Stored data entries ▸
# # # # #
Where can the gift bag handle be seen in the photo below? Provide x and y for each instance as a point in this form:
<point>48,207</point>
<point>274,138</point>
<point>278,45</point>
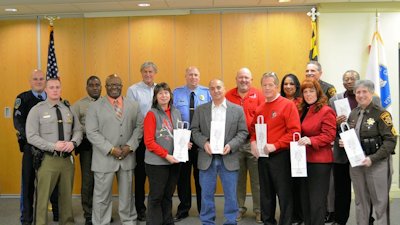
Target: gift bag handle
<point>344,125</point>
<point>260,119</point>
<point>181,125</point>
<point>296,134</point>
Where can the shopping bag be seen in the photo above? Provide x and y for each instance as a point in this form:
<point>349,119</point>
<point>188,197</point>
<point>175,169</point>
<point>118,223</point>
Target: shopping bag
<point>261,136</point>
<point>352,145</point>
<point>181,141</point>
<point>217,137</point>
<point>298,157</point>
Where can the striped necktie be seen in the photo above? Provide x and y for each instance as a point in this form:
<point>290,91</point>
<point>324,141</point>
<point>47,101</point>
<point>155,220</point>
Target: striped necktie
<point>117,109</point>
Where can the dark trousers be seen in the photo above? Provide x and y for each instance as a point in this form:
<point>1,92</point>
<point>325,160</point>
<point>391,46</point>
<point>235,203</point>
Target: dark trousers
<point>140,178</point>
<point>314,189</point>
<point>28,188</point>
<point>341,174</point>
<point>85,158</point>
<point>297,211</point>
<point>275,180</point>
<point>162,180</point>
<point>184,183</point>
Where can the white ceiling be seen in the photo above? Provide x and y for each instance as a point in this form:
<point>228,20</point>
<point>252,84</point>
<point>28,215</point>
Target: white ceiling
<point>79,7</point>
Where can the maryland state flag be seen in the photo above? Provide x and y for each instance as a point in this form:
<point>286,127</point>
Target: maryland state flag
<point>314,47</point>
<point>52,68</point>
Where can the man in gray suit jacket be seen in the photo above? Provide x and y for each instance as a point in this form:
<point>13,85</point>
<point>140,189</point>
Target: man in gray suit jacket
<point>114,126</point>
<point>226,165</point>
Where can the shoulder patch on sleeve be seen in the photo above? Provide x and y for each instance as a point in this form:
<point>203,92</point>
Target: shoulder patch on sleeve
<point>331,91</point>
<point>17,103</point>
<point>387,119</point>
<point>394,131</point>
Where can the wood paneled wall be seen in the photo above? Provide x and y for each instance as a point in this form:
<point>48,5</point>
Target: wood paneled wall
<point>219,44</point>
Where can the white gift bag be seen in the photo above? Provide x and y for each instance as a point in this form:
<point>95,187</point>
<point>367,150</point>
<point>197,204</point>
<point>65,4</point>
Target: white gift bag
<point>261,135</point>
<point>342,107</point>
<point>352,145</point>
<point>298,157</point>
<point>181,141</point>
<point>217,137</point>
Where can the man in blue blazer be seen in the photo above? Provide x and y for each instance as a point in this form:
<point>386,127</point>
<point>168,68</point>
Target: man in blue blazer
<point>226,165</point>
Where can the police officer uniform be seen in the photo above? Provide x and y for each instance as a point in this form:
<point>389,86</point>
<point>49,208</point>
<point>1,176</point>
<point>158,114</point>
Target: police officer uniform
<point>85,151</point>
<point>328,89</point>
<point>23,104</point>
<point>372,184</point>
<point>42,131</point>
<point>181,101</point>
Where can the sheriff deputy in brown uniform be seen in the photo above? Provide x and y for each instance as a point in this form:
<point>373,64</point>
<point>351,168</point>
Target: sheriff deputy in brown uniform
<point>53,128</point>
<point>372,180</point>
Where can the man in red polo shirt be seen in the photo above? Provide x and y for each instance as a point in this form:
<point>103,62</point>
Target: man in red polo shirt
<point>249,98</point>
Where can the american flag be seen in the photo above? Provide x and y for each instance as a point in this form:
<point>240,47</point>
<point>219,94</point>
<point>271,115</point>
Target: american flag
<point>52,68</point>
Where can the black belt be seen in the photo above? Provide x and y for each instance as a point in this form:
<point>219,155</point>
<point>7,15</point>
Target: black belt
<point>58,154</point>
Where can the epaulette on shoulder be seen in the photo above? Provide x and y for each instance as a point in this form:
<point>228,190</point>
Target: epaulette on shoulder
<point>66,103</point>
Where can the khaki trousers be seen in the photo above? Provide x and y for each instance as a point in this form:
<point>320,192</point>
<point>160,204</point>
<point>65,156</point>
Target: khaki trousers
<point>55,170</point>
<point>249,163</point>
<point>371,185</point>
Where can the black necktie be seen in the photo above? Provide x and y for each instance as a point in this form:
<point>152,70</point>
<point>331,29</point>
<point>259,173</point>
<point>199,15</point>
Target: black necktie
<point>191,106</point>
<point>359,122</point>
<point>60,124</point>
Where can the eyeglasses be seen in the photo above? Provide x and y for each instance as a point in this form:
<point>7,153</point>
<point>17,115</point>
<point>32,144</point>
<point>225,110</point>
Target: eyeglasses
<point>114,85</point>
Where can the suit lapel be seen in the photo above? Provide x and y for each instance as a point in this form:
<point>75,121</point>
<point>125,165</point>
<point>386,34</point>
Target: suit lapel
<point>229,118</point>
<point>110,107</point>
<point>208,116</point>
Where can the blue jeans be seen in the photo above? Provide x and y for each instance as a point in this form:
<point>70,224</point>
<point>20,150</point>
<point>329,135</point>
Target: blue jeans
<point>208,182</point>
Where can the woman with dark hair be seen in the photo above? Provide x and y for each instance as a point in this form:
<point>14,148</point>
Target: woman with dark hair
<point>318,129</point>
<point>290,88</point>
<point>161,167</point>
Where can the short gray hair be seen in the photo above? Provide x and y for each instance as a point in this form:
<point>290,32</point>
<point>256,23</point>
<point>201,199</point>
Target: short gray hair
<point>317,64</point>
<point>270,74</point>
<point>365,83</point>
<point>355,73</point>
<point>149,64</point>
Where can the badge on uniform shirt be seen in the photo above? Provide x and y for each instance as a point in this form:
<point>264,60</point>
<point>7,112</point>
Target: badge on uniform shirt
<point>394,131</point>
<point>46,115</point>
<point>331,91</point>
<point>387,119</point>
<point>69,118</point>
<point>17,103</point>
<point>273,114</point>
<point>370,121</point>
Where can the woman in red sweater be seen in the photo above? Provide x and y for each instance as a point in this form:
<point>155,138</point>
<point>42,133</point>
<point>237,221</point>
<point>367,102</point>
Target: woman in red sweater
<point>318,128</point>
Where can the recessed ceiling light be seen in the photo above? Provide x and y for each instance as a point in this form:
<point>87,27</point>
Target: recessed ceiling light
<point>144,4</point>
<point>10,10</point>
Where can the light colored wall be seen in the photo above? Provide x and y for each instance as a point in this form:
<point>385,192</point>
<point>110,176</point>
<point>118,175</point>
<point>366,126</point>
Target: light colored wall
<point>343,40</point>
<point>219,44</point>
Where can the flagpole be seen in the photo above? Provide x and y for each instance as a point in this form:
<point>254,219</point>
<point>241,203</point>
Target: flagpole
<point>51,19</point>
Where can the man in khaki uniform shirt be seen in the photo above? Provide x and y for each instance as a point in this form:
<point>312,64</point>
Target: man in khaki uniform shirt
<point>85,150</point>
<point>53,128</point>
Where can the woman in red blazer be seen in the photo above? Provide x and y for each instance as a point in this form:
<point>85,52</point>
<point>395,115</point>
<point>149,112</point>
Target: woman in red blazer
<point>318,126</point>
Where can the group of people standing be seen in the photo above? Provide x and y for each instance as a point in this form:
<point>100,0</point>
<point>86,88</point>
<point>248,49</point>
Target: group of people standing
<point>132,137</point>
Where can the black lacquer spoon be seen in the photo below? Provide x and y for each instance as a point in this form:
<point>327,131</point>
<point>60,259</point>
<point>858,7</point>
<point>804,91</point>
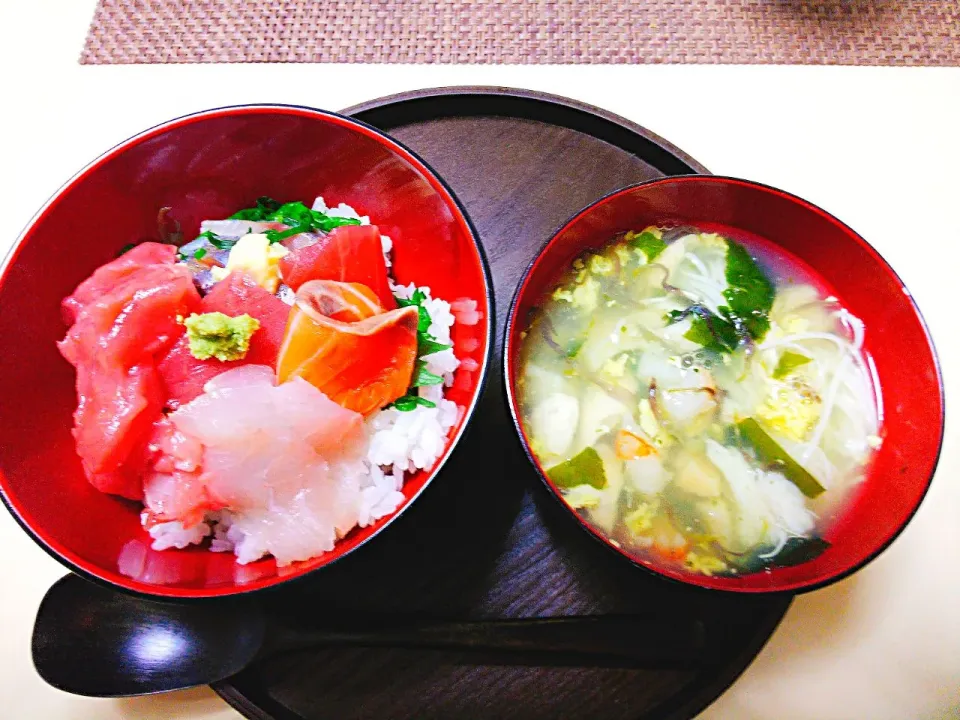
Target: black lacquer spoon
<point>90,640</point>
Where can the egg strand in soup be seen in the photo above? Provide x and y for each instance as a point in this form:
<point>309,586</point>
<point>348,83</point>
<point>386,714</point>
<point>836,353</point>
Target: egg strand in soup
<point>695,410</point>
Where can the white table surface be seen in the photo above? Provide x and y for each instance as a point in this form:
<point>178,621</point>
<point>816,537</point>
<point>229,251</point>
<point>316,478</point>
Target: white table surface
<point>880,148</point>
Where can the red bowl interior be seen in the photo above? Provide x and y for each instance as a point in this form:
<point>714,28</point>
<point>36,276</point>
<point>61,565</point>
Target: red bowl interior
<point>203,166</point>
<point>896,338</point>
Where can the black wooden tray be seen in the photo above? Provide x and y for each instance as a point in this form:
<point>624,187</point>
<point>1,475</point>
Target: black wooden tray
<point>485,540</point>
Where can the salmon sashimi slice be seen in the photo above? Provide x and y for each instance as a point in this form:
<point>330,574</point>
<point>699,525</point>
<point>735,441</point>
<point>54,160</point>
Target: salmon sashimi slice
<point>350,253</point>
<point>361,365</point>
<point>106,277</point>
<point>347,302</point>
<point>114,345</point>
<point>184,375</point>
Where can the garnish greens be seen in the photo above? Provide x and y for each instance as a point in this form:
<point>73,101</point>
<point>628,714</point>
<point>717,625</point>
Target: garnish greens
<point>583,469</point>
<point>769,451</point>
<point>298,216</point>
<point>649,242</point>
<point>749,295</point>
<point>426,345</point>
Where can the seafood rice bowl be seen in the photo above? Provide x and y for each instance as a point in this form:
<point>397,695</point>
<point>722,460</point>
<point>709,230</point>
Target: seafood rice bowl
<point>263,388</point>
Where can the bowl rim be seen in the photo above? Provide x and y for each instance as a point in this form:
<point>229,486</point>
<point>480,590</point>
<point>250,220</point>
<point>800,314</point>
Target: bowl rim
<point>90,571</point>
<point>795,588</point>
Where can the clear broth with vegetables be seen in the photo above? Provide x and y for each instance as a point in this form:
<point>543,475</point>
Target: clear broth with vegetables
<point>700,403</point>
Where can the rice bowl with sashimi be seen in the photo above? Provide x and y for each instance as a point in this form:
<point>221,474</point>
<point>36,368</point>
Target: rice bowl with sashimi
<point>265,388</point>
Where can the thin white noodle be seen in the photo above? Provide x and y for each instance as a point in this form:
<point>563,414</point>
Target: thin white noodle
<point>828,407</point>
<point>844,345</point>
<point>784,536</point>
<point>699,265</point>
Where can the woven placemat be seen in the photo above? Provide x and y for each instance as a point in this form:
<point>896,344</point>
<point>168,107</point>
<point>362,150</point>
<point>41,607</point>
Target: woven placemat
<point>834,32</point>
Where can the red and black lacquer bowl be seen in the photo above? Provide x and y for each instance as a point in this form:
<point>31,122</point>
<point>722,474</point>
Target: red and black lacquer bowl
<point>202,166</point>
<point>896,338</point>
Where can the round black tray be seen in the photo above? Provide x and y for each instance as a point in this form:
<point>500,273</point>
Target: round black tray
<point>485,541</point>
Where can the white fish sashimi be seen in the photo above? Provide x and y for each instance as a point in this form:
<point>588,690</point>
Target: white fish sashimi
<point>285,460</point>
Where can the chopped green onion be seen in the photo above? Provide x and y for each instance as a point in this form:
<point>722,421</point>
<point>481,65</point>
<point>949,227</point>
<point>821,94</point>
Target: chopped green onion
# # # # #
Aim of the exercise ▸ Your reply is to repeat, unchanged, the lines above running from the one with "Target: rice bowl with sashimi" up to and including the one with "<point>821,94</point>".

Your solution ▸
Target: rice bowl with sashimi
<point>265,388</point>
Where can the thin white noodle be seen in the photo above? Provide x and y for each instance as a point in this form:
<point>563,414</point>
Target: thin white noodle
<point>828,407</point>
<point>844,345</point>
<point>784,536</point>
<point>699,265</point>
Where can the woven placemat be seen in the photo above? Provide x and y for each instance as a point in this form:
<point>896,344</point>
<point>168,107</point>
<point>362,150</point>
<point>41,607</point>
Target: woven placemat
<point>834,32</point>
Where can the red and black lacquer bowl be seen in the photo above? Provide x and y for each instance as a point in this form:
<point>31,122</point>
<point>722,474</point>
Target: red and black lacquer bowl
<point>202,166</point>
<point>896,338</point>
Where can the round black tray be seen in the photo above? Provide x and y for each instance as a point in this form:
<point>500,273</point>
Target: round black tray
<point>485,541</point>
Where can the white fish sashimi be seen in the photo above? Provide x and y for each instance as a point in this form:
<point>588,690</point>
Target: white fish sashimi
<point>285,460</point>
Where can the chopped green onion be seen in the photo above? Provide x and y for each instance as a point in this form:
<point>722,421</point>
<point>481,65</point>
<point>949,227</point>
<point>821,94</point>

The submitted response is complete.